* **Named-object pointing data**
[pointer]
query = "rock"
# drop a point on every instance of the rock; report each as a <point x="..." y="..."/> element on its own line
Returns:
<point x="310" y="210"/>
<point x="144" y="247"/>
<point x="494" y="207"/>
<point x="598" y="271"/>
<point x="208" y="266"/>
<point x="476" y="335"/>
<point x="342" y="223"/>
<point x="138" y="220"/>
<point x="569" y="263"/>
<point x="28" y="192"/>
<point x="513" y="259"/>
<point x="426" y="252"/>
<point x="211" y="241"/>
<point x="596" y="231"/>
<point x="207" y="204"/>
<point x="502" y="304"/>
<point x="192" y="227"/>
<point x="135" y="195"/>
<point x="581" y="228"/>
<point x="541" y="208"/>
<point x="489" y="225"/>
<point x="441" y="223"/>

* **Written exercise**
Copy the data above line for line, without changing anything.

* **Completed exercise**
[pointer]
query = "rock"
# drop a point on every instance of the rock; report each as a <point x="..." y="..."/> element on its own line
Returns:
<point x="310" y="210"/>
<point x="144" y="247"/>
<point x="494" y="207"/>
<point x="598" y="271"/>
<point x="208" y="266"/>
<point x="476" y="335"/>
<point x="342" y="223"/>
<point x="138" y="220"/>
<point x="569" y="263"/>
<point x="28" y="192"/>
<point x="513" y="259"/>
<point x="426" y="252"/>
<point x="211" y="241"/>
<point x="596" y="231"/>
<point x="207" y="204"/>
<point x="502" y="304"/>
<point x="192" y="227"/>
<point x="135" y="195"/>
<point x="581" y="228"/>
<point x="541" y="208"/>
<point x="489" y="225"/>
<point x="441" y="223"/>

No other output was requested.